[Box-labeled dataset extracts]

□ □ □ □

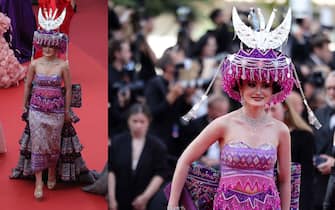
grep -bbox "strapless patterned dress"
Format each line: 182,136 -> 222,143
29,74 -> 65,172
214,142 -> 281,210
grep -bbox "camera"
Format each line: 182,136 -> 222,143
306,71 -> 325,88
313,155 -> 327,166
112,80 -> 144,96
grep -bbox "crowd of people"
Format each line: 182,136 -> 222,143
0,0 -> 107,203
108,2 -> 335,210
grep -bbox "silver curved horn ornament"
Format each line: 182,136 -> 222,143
232,7 -> 292,50
38,8 -> 66,31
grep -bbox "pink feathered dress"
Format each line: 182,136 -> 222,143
0,12 -> 26,88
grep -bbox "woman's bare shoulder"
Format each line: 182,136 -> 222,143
213,110 -> 238,126
271,117 -> 290,134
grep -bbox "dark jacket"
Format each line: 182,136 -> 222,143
108,132 -> 167,210
145,76 -> 191,155
313,106 -> 334,209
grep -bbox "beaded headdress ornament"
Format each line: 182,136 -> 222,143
184,7 -> 321,128
33,8 -> 69,59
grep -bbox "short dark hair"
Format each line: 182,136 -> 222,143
233,79 -> 282,94
108,40 -> 127,63
309,32 -> 330,50
127,103 -> 151,120
157,47 -> 174,71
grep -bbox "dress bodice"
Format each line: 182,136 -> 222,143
221,141 -> 277,177
30,74 -> 64,113
214,141 -> 280,210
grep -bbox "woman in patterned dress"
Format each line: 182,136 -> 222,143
23,7 -> 72,199
167,8 -> 300,210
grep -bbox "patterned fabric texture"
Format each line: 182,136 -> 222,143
10,110 -> 98,184
164,157 -> 301,210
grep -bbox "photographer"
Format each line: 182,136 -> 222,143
108,40 -> 143,137
313,72 -> 335,210
132,11 -> 157,82
145,48 -> 194,176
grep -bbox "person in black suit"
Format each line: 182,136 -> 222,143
144,48 -> 195,162
314,72 -> 335,210
108,104 -> 167,210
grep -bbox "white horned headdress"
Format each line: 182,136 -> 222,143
183,7 -> 321,128
33,8 -> 68,59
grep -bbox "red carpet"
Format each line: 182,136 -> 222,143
0,0 -> 107,210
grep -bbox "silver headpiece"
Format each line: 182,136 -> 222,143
38,8 -> 66,31
232,7 -> 292,50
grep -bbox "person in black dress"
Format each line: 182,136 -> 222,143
108,104 -> 167,210
270,97 -> 315,210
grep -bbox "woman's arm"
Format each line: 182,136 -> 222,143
62,62 -> 72,121
132,176 -> 164,210
278,126 -> 291,210
108,171 -> 117,210
23,61 -> 36,111
168,118 -> 224,207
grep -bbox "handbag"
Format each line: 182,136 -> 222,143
164,162 -> 301,210
62,84 -> 82,108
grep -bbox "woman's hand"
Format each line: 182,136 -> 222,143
132,194 -> 149,210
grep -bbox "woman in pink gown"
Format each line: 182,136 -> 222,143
0,12 -> 25,88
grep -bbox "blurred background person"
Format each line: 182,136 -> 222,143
313,72 -> 335,210
0,0 -> 36,63
0,12 -> 26,88
108,104 -> 167,210
108,40 -> 140,136
270,92 -> 315,210
145,48 -> 195,175
132,11 -> 157,82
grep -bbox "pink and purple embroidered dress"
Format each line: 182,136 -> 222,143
29,74 -> 64,172
214,142 -> 280,210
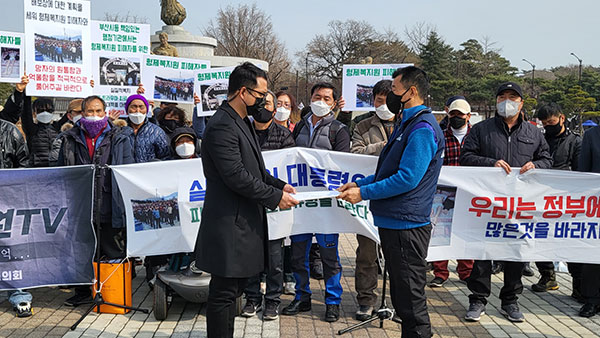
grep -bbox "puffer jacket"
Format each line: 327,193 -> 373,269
260,122 -> 296,150
21,96 -> 68,167
546,129 -> 581,171
460,116 -> 552,169
0,89 -> 25,123
57,122 -> 134,228
0,120 -> 29,169
350,115 -> 388,156
129,118 -> 171,163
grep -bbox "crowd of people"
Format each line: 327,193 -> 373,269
154,76 -> 194,102
131,199 -> 179,231
35,34 -> 82,63
0,63 -> 600,337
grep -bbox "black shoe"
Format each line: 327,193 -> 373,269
281,299 -> 311,316
64,291 -> 92,307
263,302 -> 279,320
492,262 -> 504,275
531,271 -> 558,292
241,300 -> 262,318
579,303 -> 600,318
428,277 -> 446,288
523,263 -> 535,277
325,304 -> 340,323
310,262 -> 323,280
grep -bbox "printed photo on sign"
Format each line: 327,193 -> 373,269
356,84 -> 374,108
34,26 -> 82,64
200,83 -> 228,111
0,47 -> 21,79
342,64 -> 412,111
429,185 -> 456,246
99,57 -> 141,86
154,76 -> 194,103
131,192 -> 181,232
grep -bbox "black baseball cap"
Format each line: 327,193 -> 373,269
446,95 -> 467,107
496,82 -> 523,98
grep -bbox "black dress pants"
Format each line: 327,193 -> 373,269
206,275 -> 248,338
379,224 -> 432,338
467,261 -> 525,305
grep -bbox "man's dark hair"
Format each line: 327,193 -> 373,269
373,80 -> 392,98
227,62 -> 267,95
392,66 -> 429,100
536,102 -> 562,120
310,82 -> 338,101
81,95 -> 106,111
31,97 -> 54,114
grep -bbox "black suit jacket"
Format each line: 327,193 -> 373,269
196,102 -> 285,278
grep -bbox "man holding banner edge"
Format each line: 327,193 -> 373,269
339,66 -> 445,337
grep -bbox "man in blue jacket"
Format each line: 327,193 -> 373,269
339,66 -> 445,337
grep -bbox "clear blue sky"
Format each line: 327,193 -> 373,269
0,0 -> 600,70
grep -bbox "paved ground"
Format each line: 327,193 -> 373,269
0,235 -> 600,338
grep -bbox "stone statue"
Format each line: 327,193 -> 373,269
160,0 -> 186,26
152,32 -> 178,56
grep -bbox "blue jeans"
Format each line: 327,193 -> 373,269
8,289 -> 33,307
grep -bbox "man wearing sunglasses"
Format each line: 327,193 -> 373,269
196,62 -> 298,337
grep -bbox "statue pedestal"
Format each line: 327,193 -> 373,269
150,25 -> 269,70
150,25 -> 217,60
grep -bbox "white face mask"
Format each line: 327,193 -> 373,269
375,104 -> 396,121
84,115 -> 104,122
128,113 -> 146,125
496,100 -> 521,117
310,101 -> 331,117
275,107 -> 292,121
175,143 -> 196,158
37,111 -> 52,124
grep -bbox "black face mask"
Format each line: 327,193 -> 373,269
385,87 -> 410,115
448,116 -> 467,129
544,121 -> 562,138
160,120 -> 183,134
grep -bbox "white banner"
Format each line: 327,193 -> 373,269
91,20 -> 150,116
113,148 -> 600,263
142,55 -> 210,104
0,31 -> 25,83
24,0 -> 92,97
194,67 -> 235,116
342,63 -> 413,111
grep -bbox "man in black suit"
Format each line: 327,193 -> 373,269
196,62 -> 298,337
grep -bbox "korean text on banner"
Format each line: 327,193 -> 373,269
24,0 -> 92,97
91,20 -> 150,116
0,166 -> 96,290
142,55 -> 210,104
0,31 -> 25,83
194,67 -> 235,116
342,63 -> 412,111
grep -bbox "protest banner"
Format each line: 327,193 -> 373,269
91,20 -> 150,116
113,148 -> 600,263
142,55 -> 210,104
342,63 -> 413,111
24,0 -> 92,97
0,166 -> 95,290
0,31 -> 25,83
194,67 -> 235,116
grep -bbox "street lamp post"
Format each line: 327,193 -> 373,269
571,53 -> 583,85
523,59 -> 535,97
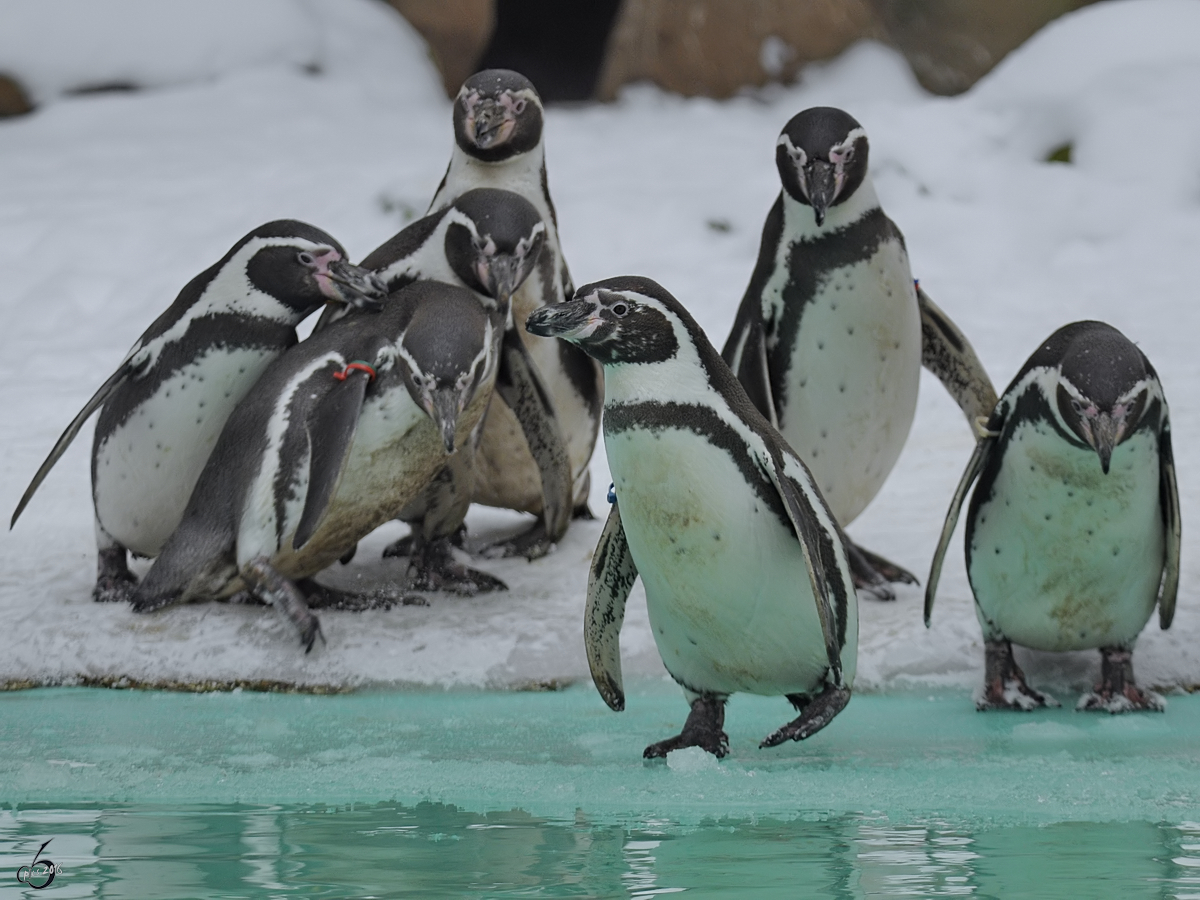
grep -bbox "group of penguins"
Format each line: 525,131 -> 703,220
13,70 -> 1180,757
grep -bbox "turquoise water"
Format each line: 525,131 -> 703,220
0,684 -> 1200,898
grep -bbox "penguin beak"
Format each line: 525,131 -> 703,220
324,259 -> 388,312
526,300 -> 600,341
467,100 -> 516,150
1091,413 -> 1124,475
486,253 -> 527,307
430,388 -> 462,454
802,160 -> 838,226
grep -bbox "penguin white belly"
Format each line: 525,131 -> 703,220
473,271 -> 598,514
776,241 -> 920,526
270,388 -> 491,578
605,430 -> 840,695
968,422 -> 1165,650
92,348 -> 278,557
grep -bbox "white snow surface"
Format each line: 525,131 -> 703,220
0,0 -> 1200,696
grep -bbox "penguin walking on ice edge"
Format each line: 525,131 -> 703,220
721,107 -> 996,600
527,277 -> 858,758
925,322 -> 1182,713
10,220 -> 386,601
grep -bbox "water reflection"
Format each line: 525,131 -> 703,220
0,803 -> 1200,900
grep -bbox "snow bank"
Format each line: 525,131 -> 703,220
0,0 -> 1200,703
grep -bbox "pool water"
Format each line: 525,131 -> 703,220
0,683 -> 1200,898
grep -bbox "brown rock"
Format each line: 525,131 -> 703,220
596,0 -> 880,100
389,0 -> 496,97
870,0 -> 1091,94
0,74 -> 34,119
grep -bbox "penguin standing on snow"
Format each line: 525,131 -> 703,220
133,282 -> 504,649
430,68 -> 604,559
10,220 -> 385,601
528,277 -> 858,758
322,187 -> 571,594
925,322 -> 1181,713
721,107 -> 996,600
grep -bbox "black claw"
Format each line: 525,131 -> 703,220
642,696 -> 730,760
758,684 -> 850,749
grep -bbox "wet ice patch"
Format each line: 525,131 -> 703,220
667,746 -> 721,775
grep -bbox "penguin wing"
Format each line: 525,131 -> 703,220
583,503 -> 637,713
1158,414 -> 1183,631
721,314 -> 779,428
496,328 -> 574,541
917,287 -> 997,431
763,455 -> 844,685
292,370 -> 371,550
8,347 -> 150,529
925,432 -> 998,628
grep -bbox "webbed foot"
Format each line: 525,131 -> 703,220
408,538 -> 509,596
241,557 -> 325,653
480,518 -> 554,560
976,640 -> 1058,712
642,696 -> 730,760
91,547 -> 138,604
1075,647 -> 1166,715
758,684 -> 850,750
846,539 -> 920,602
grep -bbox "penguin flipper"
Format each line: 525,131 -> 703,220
1158,415 -> 1183,631
496,329 -> 574,542
583,503 -> 637,713
925,432 -> 996,628
917,287 -> 997,431
8,354 -> 141,529
768,460 -> 853,686
292,370 -> 371,550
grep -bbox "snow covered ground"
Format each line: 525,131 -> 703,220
0,0 -> 1200,702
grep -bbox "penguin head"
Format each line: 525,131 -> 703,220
454,68 -> 544,162
392,281 -> 497,454
1048,322 -> 1159,474
775,107 -> 869,226
445,187 -> 546,310
239,220 -> 388,318
526,276 -> 700,366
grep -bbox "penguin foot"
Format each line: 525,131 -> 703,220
241,557 -> 325,653
480,518 -> 554,560
383,523 -> 467,559
295,578 -> 396,612
1075,647 -> 1166,715
846,538 -> 920,602
976,641 -> 1060,713
758,684 -> 850,750
91,547 -> 138,604
407,538 -> 509,596
642,696 -> 730,760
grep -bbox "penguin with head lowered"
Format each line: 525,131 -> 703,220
721,107 -> 996,600
430,68 -> 604,558
925,322 -> 1181,713
133,282 -> 504,649
323,187 -> 572,594
528,277 -> 858,758
10,220 -> 385,601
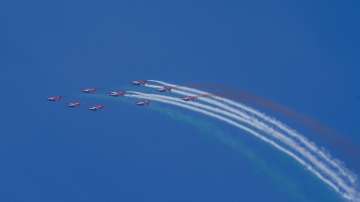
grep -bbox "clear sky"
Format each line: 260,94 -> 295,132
0,0 -> 360,202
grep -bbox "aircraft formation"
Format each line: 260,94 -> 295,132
47,80 -> 206,111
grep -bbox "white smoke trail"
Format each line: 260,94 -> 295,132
146,80 -> 357,185
128,91 -> 353,198
126,92 -> 354,200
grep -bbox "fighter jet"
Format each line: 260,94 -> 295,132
132,80 -> 147,86
157,86 -> 173,93
81,88 -> 96,93
48,95 -> 62,102
181,96 -> 197,101
88,104 -> 105,111
135,99 -> 150,106
68,101 -> 80,108
109,91 -> 125,97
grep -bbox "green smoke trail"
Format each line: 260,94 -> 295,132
85,94 -> 312,202
146,105 -> 310,202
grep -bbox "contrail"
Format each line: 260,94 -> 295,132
125,94 -> 355,200
128,91 -> 353,198
146,80 -> 357,184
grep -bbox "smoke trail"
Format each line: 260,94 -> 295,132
126,94 -> 354,200
129,91 -> 353,198
146,80 -> 356,184
146,106 -> 314,202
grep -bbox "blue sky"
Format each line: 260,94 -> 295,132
0,0 -> 360,201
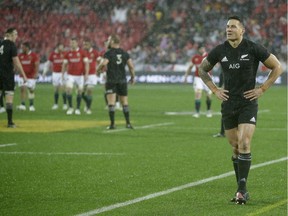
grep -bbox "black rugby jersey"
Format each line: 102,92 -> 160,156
0,40 -> 17,77
104,48 -> 130,83
207,39 -> 270,99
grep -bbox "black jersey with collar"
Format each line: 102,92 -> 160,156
0,40 -> 17,77
104,48 -> 130,83
207,39 -> 270,99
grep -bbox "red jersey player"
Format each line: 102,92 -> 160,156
17,42 -> 39,112
43,43 -> 68,110
62,38 -> 89,115
82,39 -> 104,114
184,47 -> 212,118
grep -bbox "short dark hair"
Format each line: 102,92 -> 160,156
228,15 -> 244,28
22,42 -> 31,49
228,15 -> 243,23
5,28 -> 16,34
111,34 -> 120,44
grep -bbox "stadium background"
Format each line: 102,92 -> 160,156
0,0 -> 287,85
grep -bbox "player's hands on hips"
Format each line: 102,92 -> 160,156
244,88 -> 263,101
214,88 -> 229,101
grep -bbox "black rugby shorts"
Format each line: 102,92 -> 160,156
0,74 -> 15,91
105,82 -> 128,96
221,100 -> 258,130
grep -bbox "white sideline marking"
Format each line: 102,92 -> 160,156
103,122 -> 174,133
164,109 -> 270,115
76,157 -> 288,216
0,152 -> 125,156
0,143 -> 17,148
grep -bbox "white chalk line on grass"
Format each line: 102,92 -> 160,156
0,143 -> 17,148
164,109 -> 270,115
103,122 -> 174,133
0,152 -> 125,156
76,157 -> 288,216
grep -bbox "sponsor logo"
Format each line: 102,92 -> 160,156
240,54 -> 249,61
229,63 -> 240,69
221,56 -> 228,62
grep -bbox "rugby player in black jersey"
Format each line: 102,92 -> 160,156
97,35 -> 135,130
199,16 -> 283,204
0,28 -> 27,128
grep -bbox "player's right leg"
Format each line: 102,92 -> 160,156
66,75 -> 74,115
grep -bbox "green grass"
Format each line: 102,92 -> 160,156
0,84 -> 287,216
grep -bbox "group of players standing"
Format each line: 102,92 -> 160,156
0,28 -> 135,129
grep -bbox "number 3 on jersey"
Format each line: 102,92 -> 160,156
116,54 -> 122,64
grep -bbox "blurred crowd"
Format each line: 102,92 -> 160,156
0,0 -> 287,64
131,0 -> 287,64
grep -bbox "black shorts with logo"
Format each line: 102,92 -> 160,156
221,100 -> 258,130
105,82 -> 128,96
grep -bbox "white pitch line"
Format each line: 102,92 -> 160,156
76,157 -> 288,216
0,152 -> 125,156
0,143 -> 17,148
103,122 -> 174,133
164,109 -> 270,115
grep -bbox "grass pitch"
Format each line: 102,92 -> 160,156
0,84 -> 287,216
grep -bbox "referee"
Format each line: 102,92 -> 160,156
97,35 -> 135,130
199,16 -> 283,204
0,28 -> 27,128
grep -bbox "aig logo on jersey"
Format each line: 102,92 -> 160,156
229,63 -> 240,69
240,54 -> 249,61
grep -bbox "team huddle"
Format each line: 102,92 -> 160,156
0,28 -> 135,129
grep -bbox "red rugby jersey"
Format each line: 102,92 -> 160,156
48,51 -> 65,73
64,48 -> 87,76
86,49 -> 101,74
18,51 -> 39,79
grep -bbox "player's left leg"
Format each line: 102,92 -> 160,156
119,95 -> 133,129
193,89 -> 202,118
117,83 -> 133,129
27,79 -> 36,112
5,91 -> 16,128
237,124 -> 255,194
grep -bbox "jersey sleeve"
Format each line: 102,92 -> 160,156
207,46 -> 221,66
33,53 -> 39,62
48,52 -> 53,62
254,44 -> 270,62
11,43 -> 17,57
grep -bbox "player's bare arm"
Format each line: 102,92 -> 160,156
96,58 -> 109,74
127,59 -> 135,84
199,58 -> 229,101
34,61 -> 39,79
244,54 -> 283,100
61,59 -> 68,80
184,63 -> 194,83
13,56 -> 27,82
83,57 -> 90,80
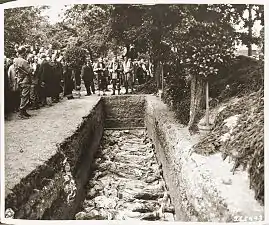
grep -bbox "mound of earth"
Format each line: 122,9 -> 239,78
194,89 -> 264,204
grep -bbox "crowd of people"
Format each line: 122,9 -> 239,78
4,43 -> 151,119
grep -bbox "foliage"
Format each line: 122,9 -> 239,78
64,45 -> 87,68
194,88 -> 264,204
64,4 -> 115,57
4,6 -> 46,57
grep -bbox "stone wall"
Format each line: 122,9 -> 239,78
103,95 -> 145,128
5,100 -> 104,220
145,96 -> 263,222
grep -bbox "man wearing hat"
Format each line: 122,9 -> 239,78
14,47 -> 32,119
39,53 -> 53,106
81,59 -> 95,96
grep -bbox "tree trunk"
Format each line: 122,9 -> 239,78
248,5 -> 253,56
188,75 -> 205,133
154,62 -> 161,89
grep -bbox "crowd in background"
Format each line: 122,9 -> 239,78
4,45 -> 151,119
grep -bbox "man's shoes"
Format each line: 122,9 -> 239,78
23,111 -> 31,117
19,110 -> 31,119
19,114 -> 30,120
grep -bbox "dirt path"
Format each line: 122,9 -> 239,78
5,93 -> 100,196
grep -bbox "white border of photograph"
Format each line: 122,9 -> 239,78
0,0 -> 269,225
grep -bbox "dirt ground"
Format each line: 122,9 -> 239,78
5,91 -> 100,196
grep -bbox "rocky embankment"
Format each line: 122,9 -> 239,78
75,129 -> 174,221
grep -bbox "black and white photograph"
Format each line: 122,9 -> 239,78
1,1 -> 267,224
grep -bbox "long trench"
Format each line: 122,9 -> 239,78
74,129 -> 174,221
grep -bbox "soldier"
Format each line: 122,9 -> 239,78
123,58 -> 134,94
63,62 -> 75,100
29,56 -> 40,109
51,54 -> 63,103
81,60 -> 95,96
109,56 -> 122,95
14,47 -> 32,119
94,58 -> 106,96
40,54 -> 53,106
8,59 -> 20,112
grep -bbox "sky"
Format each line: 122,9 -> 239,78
43,4 -> 262,48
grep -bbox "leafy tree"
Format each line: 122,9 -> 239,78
4,6 -> 47,56
229,4 -> 264,56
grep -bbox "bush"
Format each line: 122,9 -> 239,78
209,56 -> 263,101
64,46 -> 86,68
194,89 -> 264,204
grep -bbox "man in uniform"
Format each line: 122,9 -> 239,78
14,47 -> 32,119
51,54 -> 63,103
123,58 -> 134,94
109,56 -> 122,95
81,59 -> 95,96
94,58 -> 106,95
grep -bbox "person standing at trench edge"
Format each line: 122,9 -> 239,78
109,56 -> 122,95
94,58 -> 106,96
14,47 -> 32,119
81,59 -> 95,96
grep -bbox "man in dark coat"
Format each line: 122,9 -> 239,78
63,62 -> 75,99
14,47 -> 32,119
109,56 -> 122,95
94,58 -> 106,95
40,54 -> 53,106
51,55 -> 63,103
81,60 -> 95,96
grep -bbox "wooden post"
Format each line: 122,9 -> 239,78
206,80 -> 209,128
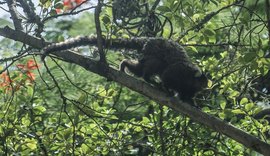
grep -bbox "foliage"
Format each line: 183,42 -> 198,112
0,0 -> 270,155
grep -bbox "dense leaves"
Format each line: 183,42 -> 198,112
0,0 -> 270,155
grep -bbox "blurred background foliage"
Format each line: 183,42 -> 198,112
0,0 -> 270,155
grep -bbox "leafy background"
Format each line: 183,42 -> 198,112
0,0 -> 270,155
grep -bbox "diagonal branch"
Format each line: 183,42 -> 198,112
0,27 -> 270,155
7,0 -> 23,30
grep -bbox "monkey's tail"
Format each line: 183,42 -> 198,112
119,59 -> 143,77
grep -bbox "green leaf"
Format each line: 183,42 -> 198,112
204,29 -> 216,36
34,106 -> 46,113
220,101 -> 226,110
26,139 -> 37,150
245,103 -> 254,111
157,6 -> 171,13
240,98 -> 248,105
102,15 -> 111,25
232,109 -> 246,114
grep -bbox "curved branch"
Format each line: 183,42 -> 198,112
0,27 -> 270,155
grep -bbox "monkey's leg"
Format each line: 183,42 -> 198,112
142,57 -> 167,86
119,59 -> 144,77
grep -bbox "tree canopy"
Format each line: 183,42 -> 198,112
0,0 -> 270,156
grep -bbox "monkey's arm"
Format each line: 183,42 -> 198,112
41,36 -> 148,60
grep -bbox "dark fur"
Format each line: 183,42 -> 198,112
120,39 -> 208,102
42,36 -> 207,100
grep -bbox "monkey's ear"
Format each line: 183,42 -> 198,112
194,71 -> 202,77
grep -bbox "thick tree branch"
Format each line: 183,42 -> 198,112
0,27 -> 270,155
7,0 -> 23,30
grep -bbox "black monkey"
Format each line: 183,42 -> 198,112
120,39 -> 208,102
42,37 -> 208,101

□ □ □ □

**Work to be completed**
Rewrite the rows above, from the line containing "standing at trench" through the line containing "42,36 -> 207,100", as a two-column CSV with the columns request and answer. Give one row per request, put each value in a single quoted field with line breaks turned into spaces, and omit the pictures.

**Answer to the problem**
request,answer
"grep -bbox ""person standing at trench edge"" Format each line: 122,9 -> 239,78","109,56 -> 122,95 94,58 -> 106,96 14,47 -> 32,119 81,59 -> 95,96"
"grep -bbox ""man in dark coat"" Format each line: 122,9 -> 239,78","63,62 -> 75,99 14,47 -> 32,119 109,56 -> 122,95 94,58 -> 106,95 40,54 -> 53,106 51,55 -> 63,103 81,60 -> 95,96"
"grep -bbox ""wooden post"" Format each line: 122,9 -> 239,78","206,80 -> 209,128"
"grep -bbox ""foliage"" Format each line: 183,42 -> 198,112","0,0 -> 270,155"
"grep -bbox ""dense leaves"" Format each line: 183,42 -> 198,112","0,0 -> 270,155"
"grep -bbox ""blurred background foliage"" Format each line: 183,42 -> 198,112","0,0 -> 270,155"
"grep -bbox ""leafy background"" Format each line: 183,42 -> 198,112","0,0 -> 270,155"
"grep -bbox ""diagonal branch"" Format each line: 183,42 -> 198,112","0,27 -> 270,155 7,0 -> 23,30"
"grep -bbox ""monkey's tail"" Format each line: 183,42 -> 198,112","119,59 -> 143,77"
"grep -bbox ""green leaf"" Format each line: 183,42 -> 198,112","204,29 -> 216,36 34,106 -> 46,113 220,101 -> 226,110 26,139 -> 37,150 245,103 -> 254,111 157,6 -> 171,13 240,98 -> 248,105 102,15 -> 111,25 232,109 -> 246,114"
"grep -bbox ""curved branch"" Format each line: 183,42 -> 198,112","0,27 -> 270,155"
"grep -bbox ""monkey's leg"" Format each line: 183,42 -> 198,112","142,57 -> 167,86 119,59 -> 144,77"
"grep -bbox ""tree canopy"" Format each line: 183,42 -> 198,112","0,0 -> 270,156"
"grep -bbox ""monkey's arm"" Format each line: 183,42 -> 198,112","41,36 -> 148,60"
"grep -bbox ""dark fur"" Format each line: 183,42 -> 198,112","120,39 -> 208,102 42,36 -> 207,100"